[Extracted records]
◇ ◇ ◇ ◇ ◇ ◇ ◇

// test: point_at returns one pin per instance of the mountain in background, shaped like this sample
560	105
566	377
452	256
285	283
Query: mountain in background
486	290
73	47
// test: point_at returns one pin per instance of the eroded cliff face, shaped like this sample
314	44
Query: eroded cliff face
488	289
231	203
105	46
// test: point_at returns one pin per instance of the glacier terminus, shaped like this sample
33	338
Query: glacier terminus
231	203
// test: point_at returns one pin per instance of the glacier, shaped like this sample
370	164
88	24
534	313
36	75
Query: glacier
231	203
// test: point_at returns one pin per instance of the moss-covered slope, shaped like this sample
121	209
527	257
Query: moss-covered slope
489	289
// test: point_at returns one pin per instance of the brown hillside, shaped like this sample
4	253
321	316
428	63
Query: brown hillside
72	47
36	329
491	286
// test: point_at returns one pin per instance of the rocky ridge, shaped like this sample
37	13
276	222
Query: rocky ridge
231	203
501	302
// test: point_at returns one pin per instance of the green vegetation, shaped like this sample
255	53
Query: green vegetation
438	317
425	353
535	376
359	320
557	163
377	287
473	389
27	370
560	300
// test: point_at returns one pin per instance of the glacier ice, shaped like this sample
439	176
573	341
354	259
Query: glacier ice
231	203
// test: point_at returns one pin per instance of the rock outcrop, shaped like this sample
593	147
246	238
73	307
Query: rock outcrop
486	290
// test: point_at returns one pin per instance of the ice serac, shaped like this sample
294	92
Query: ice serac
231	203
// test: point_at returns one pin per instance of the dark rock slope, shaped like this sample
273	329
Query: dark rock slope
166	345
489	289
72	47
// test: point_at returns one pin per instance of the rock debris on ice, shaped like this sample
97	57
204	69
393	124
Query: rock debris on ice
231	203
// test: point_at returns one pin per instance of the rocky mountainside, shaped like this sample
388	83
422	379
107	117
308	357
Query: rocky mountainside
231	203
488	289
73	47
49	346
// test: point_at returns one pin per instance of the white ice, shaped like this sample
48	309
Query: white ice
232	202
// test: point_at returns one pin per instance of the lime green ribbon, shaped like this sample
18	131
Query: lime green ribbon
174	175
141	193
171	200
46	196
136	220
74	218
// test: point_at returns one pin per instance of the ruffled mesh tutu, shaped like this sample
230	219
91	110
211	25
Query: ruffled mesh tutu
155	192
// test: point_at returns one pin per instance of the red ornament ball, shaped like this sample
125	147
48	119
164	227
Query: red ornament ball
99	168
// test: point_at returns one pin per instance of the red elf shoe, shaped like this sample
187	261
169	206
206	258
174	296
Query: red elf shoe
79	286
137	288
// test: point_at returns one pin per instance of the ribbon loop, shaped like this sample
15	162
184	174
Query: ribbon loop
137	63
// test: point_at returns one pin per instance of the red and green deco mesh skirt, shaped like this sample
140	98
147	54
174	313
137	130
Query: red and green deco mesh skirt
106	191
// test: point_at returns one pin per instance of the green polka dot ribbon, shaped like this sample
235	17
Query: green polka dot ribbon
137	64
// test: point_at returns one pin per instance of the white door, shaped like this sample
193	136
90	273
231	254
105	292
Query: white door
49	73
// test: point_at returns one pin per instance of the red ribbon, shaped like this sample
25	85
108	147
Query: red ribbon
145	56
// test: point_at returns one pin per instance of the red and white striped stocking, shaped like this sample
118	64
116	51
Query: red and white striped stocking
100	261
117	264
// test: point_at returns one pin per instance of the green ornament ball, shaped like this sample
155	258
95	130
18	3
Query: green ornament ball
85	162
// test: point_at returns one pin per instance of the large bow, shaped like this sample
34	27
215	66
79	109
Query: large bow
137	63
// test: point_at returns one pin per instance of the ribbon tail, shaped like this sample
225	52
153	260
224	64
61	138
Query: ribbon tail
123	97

◇ ◇ ◇ ◇ ◇ ◇ ◇

The full data, transcribed without change, is the expected answer.

// test: point_at returns one pin per instance of the mountain in background, shaped like this sample
560	105
566	377
452	256
285	283
Query: mountain in background
486	290
73	47
// test: point_at returns one pin per instance of the eroded cliff face, shaped like this sample
314	44
Query: eroded cliff face
488	289
231	203
105	46
// test: point_at returns one pin per instance of the glacier terminus, shaped like this sample
33	338
Query: glacier terminus
231	203
// test: point_at returns one pin per instance of the glacier, shaped like this sample
370	164
88	24
534	313
36	75
Query: glacier
231	203
// test: point_at returns one pin per instance of the moss-covered slope, shaped like this sample
121	209
527	257
Query: moss-covered slope
489	289
// test: point_at returns one pin per instance of the brown hillside, shaped like this sample
4	253
321	316
428	63
Query: brown hillside
72	47
36	329
491	286
// test: point_at returns one pin per instance of the rocky ridge, shaped like this sample
37	13
276	222
Query: rocky ridge
231	203
501	302
// test: point_at returns one pin per instance of the green vegetation, shaped like this sample
255	53
Query: green vegetation
438	317
425	353
535	376
359	320
557	163
377	287
473	389
27	370
560	300
// test: point_at returns one pin per instance of the glacier ice, shaped like this sample
439	176
573	341
354	259
Query: glacier ice
231	203
// test: point_at returns one pin per instance of the rock outcrop, shaped like this sample
593	147
246	238
73	307
Query: rock outcrop
486	290
// test: point_at returns one pin per instance of the ice serac, shaped like this sample
294	92
Query: ice serac
231	203
// test: point_at returns one pin per instance of the dark rock slope, shaped like this sample
273	329
Query: dark rock slope
166	345
489	289
72	47
// test: point_at returns one pin per instance of the rock debris on ice, shaped like this sample
97	57
204	69
393	124
Query: rock debris on ice
231	203
// test: point_at returns one pin per instance of the rocky mountainside, shaped like this sample
388	83
422	379
107	117
308	357
Query: rocky mountainside
231	203
488	289
73	47
49	346
// test: point_at returns one pin per instance of the white ice, shaped like this sample
48	309
Query: white ice
232	202
// test: point_at returns one pin per instance of the lime green ribbon, shaped like this sample
18	131
Query: lime green ribbon
174	175
141	193
171	200
46	196
136	220
74	218
// test: point_at returns one pin per instance of the ruffled mesh tutu, shaped like this sample
230	219
91	110
211	25
Query: ruffled mesh tutu
155	192
// test: point_at returns one pin per instance of the red ornament ball, shaped like this sample
125	147
48	119
164	227
Query: red ornament ball
99	168
// test: point_at returns one pin per instance of the red elf shoe, shaped like this sample
187	261
169	206
206	258
174	296
Query: red elf shoe
79	286
137	288
// test: point_at returns one pin per instance of the ribbon loop, shaped like this sample
15	162
184	174
Query: ribbon loop
137	63
// test: point_at returns one pin per instance of the red and green deco mesh skirt, shaped like this sample
140	98
147	54
174	313
137	130
Query: red and green deco mesh skirt
106	191
// test: point_at returns one pin per instance of the green polka dot ribbon, shaped like this sample
235	17
Query: green polka dot ribbon
137	64
// test: point_at returns one pin per instance of the white door, shaped like this sample
193	136
90	273
231	254
105	292
Query: white door
49	73
// test: point_at returns one pin per instance of the red ribbon, shaped like this sample
25	85
108	147
Query: red ribbon
145	56
// test: point_at returns one pin per instance of the red and white striped stocking, shaped like this sample
118	64
116	51
Query: red and white striped stocking
100	261
117	264
// test: point_at returns one pin per instance of the green ornament ball, shaped like this sample
155	258
95	130
18	3
Query: green ornament ball
85	162
// test: point_at returns one pin per instance of the large bow, shaped like this sample
34	27
215	66
79	109
Query: large bow
137	63
// test: point_at returns one pin per instance of the ribbon tail, shaped like this sample
225	52
153	260
224	64
61	138
Query: ribbon tail
123	97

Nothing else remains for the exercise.